• Stars
    star
    364
  • Rank 117,101 (Top 3 %)
  • Language
    Shell
  • License
    MIT License
  • Created about 1 year ago
  • Updated about 1 year ago

Reviews

There are no reviews yet. Be the first to send feedback to the community and the maintainers!

Repository Details

Transform any document, web page, or eBook into a research paper (ChatGPT not required)

Paperify

Paperify transforms any document, web page, or ebook into a research paper.

The text of the generated paper is the same as the text of the original document, but figures and equations from real papers are interspersed throughout.

A paper title and abstract are added (optionally generated by ChatGPT, if you provide an API key), and the entire paper is compiled with the IEEE $\LaTeX$ template for added realism.

example

Install

First, install the dependencies (or use Docker):

  • curl
  • Python 3
  • Pandoc
  • jq
  • LaTeX (via TeXLive)
  • ImageMagick (optional)

For example, on Debian-based systems (e.g., Debian, Ubuntu, Kali, WSL):

sudo apt update
sudo apt install --no-install-recommends \
  pandoc \
  curl ca-certificates \
  jq \
  python3 \
  imagemagick \
  texlive texlive-publishers texlive-science lmodern texlive-latex-extra

Then, clone the repo (or directly pull the script), and execute it.

curl -L https://github.com/jstrieb/paperify/raw/master/paperify.sh \
  | sudo tee /usr/local/bin/paperify
sudo chmod +x /usr/local/bin/paperify

paperify -h

Examples

  • examples/cox.pdf

    Convert Russ Cox's transcript of Doug McIlroy's talk on the history of Bell Labs into a paper saved to the /tmp/ directory as article.pdf.

• _Information provided_:

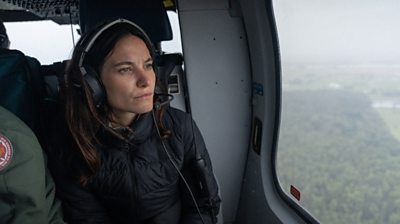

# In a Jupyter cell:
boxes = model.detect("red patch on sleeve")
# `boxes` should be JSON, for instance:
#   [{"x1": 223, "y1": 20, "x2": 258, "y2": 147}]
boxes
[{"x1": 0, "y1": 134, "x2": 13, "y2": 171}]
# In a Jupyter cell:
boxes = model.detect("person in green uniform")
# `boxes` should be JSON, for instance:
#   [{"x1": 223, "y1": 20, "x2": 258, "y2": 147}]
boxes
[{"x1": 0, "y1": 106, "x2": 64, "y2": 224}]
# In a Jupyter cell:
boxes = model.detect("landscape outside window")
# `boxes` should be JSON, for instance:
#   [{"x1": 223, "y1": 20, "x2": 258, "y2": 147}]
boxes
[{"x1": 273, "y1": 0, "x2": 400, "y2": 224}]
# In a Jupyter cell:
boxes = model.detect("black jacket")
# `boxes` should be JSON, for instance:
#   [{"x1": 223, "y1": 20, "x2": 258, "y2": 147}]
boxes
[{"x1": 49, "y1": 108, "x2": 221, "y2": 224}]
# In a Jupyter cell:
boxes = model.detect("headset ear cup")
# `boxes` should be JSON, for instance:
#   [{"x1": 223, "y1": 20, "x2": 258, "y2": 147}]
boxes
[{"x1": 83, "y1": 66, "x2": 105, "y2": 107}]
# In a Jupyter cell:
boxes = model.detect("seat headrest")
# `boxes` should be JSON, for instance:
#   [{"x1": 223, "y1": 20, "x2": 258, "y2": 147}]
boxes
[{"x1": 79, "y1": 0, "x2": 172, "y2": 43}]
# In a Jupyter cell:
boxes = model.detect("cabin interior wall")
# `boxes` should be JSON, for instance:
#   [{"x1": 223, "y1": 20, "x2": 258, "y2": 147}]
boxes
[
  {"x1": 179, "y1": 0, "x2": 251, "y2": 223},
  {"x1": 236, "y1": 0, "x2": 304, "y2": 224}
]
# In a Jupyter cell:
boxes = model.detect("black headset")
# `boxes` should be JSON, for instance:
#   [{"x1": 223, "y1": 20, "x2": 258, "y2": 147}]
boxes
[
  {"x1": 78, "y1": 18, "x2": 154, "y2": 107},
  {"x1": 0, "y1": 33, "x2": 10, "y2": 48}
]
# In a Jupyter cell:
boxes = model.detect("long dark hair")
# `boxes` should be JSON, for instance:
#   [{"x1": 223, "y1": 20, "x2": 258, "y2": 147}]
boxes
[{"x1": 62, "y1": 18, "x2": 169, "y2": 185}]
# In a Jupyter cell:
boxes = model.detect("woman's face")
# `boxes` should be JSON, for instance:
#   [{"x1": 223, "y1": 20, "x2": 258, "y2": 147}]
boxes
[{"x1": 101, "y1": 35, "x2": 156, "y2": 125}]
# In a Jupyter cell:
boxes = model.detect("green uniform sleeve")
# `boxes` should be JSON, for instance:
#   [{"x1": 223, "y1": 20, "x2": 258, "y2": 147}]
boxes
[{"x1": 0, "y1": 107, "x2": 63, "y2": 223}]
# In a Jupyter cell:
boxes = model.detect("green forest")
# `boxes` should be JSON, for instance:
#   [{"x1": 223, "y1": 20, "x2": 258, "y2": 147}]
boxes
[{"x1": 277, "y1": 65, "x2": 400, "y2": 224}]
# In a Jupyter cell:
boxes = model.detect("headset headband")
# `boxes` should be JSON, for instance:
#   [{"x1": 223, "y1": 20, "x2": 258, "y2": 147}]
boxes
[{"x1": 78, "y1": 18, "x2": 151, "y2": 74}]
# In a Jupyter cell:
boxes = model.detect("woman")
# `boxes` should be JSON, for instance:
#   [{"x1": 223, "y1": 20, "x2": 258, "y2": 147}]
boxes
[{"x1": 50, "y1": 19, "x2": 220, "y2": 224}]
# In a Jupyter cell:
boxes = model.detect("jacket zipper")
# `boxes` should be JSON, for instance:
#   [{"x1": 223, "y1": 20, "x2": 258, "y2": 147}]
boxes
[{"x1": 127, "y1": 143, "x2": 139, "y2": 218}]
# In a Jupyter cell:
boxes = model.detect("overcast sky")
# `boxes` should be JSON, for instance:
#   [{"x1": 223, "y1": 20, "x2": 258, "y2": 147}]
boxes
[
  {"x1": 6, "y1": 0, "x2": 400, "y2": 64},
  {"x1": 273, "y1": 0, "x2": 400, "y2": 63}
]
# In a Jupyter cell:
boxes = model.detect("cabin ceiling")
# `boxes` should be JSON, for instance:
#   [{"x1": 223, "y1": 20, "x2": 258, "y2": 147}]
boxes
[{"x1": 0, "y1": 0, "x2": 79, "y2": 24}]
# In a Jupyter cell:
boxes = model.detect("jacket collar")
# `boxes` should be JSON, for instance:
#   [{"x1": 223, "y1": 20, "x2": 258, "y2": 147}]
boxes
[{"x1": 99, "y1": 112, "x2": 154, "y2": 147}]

---

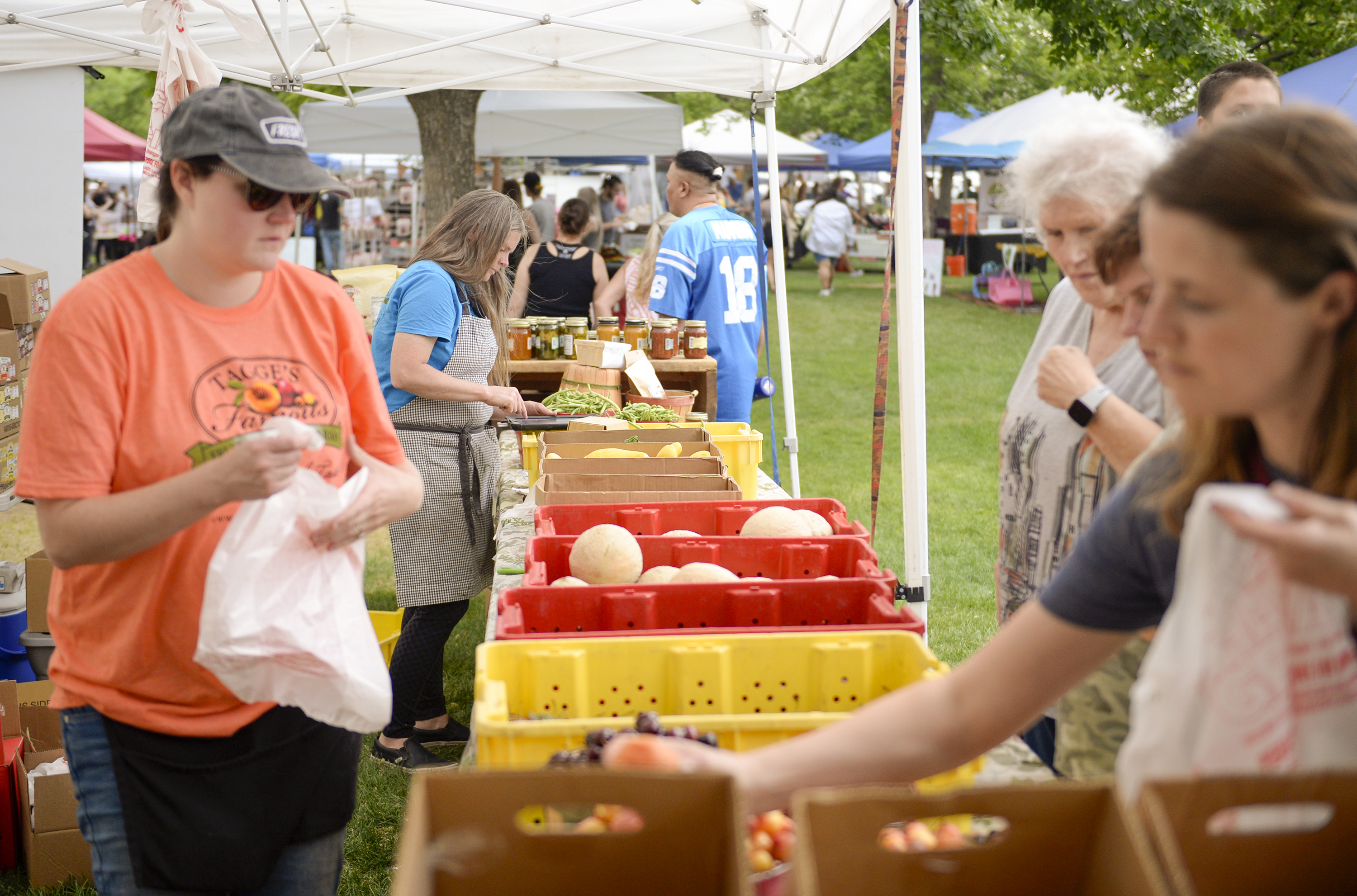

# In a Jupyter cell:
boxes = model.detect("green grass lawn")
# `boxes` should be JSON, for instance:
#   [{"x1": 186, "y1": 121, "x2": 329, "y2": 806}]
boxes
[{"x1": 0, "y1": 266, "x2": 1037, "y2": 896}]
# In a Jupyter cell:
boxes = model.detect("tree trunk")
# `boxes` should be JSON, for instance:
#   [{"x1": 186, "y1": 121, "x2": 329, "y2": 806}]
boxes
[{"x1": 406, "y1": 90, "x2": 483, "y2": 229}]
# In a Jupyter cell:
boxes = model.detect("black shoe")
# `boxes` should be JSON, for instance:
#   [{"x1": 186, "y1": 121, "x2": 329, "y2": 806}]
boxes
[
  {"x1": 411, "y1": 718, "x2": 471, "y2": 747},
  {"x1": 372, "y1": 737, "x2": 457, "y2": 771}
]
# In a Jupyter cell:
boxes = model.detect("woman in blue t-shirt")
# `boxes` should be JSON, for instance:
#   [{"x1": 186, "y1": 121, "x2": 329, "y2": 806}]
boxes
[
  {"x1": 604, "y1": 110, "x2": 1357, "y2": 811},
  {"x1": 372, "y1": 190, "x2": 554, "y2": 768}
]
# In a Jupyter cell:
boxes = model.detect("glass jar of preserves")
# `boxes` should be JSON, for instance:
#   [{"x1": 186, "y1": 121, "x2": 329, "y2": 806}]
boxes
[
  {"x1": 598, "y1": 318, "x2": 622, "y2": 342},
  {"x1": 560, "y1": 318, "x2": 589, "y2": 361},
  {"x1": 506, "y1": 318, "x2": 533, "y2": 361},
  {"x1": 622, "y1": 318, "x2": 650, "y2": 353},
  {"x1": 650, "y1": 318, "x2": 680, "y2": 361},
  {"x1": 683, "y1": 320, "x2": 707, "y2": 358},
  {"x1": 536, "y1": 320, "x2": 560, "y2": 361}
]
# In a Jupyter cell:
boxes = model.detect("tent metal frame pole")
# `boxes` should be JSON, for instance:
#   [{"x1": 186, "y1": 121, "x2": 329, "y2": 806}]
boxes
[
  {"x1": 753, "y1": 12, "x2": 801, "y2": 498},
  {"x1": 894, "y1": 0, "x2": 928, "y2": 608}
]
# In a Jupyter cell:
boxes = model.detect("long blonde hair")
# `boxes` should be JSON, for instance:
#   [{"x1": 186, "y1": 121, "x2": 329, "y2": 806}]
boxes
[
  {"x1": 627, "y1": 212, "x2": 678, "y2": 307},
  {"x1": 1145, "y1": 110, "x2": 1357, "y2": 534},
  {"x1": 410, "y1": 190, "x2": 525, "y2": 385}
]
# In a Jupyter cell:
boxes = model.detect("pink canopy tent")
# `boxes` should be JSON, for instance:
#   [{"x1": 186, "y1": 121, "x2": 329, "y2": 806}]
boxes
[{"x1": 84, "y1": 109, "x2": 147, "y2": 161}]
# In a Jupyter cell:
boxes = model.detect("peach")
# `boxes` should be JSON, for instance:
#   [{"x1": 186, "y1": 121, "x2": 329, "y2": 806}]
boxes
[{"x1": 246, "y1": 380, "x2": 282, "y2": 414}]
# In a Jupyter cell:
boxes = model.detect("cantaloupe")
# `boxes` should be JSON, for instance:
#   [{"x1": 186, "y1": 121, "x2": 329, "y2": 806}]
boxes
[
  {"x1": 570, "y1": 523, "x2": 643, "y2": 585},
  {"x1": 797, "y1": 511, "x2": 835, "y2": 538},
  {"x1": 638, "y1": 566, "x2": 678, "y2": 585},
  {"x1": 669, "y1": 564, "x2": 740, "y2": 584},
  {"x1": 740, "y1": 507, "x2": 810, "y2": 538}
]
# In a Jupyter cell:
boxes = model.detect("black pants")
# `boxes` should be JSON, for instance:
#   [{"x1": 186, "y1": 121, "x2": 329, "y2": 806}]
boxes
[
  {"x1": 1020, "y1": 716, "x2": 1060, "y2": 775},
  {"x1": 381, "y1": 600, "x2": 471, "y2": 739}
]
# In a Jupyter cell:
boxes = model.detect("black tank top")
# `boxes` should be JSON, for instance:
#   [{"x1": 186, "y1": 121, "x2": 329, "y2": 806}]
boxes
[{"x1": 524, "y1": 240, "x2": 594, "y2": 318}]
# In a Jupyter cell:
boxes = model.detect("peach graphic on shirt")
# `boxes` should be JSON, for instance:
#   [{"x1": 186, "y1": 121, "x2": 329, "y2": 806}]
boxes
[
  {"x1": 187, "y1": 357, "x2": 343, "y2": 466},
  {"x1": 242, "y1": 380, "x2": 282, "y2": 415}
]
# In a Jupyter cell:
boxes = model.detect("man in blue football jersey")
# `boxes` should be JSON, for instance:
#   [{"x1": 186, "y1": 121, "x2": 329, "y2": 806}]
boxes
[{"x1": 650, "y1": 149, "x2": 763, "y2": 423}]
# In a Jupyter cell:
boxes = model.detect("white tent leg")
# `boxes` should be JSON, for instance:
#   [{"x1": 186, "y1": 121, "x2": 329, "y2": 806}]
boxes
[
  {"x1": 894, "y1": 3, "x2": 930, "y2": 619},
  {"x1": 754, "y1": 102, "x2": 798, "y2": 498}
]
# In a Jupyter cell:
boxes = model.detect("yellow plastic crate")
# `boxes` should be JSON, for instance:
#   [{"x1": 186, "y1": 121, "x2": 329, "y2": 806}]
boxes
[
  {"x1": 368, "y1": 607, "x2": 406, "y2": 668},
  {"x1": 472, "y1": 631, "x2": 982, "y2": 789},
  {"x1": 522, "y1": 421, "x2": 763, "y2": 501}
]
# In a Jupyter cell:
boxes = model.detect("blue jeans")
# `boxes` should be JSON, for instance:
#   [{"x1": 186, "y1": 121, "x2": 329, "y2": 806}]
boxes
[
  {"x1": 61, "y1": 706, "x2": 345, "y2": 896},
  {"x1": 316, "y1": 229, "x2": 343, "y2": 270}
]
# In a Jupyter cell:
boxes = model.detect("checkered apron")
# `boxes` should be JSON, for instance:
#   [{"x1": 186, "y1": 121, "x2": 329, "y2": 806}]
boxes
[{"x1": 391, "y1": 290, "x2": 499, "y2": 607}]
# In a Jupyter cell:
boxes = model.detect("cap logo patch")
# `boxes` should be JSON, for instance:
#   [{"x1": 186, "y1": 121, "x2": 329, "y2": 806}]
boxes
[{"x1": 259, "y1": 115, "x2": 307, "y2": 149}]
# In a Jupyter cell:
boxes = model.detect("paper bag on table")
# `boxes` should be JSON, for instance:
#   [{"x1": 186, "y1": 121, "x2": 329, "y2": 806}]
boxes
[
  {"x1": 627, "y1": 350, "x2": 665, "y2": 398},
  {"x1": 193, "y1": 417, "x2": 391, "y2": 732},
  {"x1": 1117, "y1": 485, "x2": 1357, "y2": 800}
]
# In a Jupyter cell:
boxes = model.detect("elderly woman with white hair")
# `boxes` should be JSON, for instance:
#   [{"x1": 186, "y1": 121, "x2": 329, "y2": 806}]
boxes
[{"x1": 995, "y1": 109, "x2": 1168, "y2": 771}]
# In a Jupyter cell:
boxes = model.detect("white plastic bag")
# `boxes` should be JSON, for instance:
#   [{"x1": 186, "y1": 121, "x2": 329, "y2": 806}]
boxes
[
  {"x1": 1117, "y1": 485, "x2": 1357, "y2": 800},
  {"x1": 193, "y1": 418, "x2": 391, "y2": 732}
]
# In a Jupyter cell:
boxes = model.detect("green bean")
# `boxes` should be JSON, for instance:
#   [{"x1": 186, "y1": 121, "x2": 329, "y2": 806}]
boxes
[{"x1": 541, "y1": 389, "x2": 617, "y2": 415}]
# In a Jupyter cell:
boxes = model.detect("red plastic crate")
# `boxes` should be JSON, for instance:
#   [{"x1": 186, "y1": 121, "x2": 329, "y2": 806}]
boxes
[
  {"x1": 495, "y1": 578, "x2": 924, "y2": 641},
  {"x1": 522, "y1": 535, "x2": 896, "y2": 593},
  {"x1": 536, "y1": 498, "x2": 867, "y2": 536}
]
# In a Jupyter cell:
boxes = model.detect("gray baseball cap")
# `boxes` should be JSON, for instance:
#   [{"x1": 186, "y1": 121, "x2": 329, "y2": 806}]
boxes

• _Check your understanding_:
**A)** List every dependency that the Paperify page says to install.
**B)** Reproduce the stretch of the Paperify page from "Transform any document, web" through "a research paper.".

• _Responses in order_:
**A)**
- curl
- Python 3
- Pandoc
- jq
- LaTeX (via TeXLive)
- ImageMagick (optional)

**B)**
Transform any document, web page, or eBook into a research paper (ChatGPT not required)

Paperify

Paperify transforms any document, web page, or ebook into a research paper.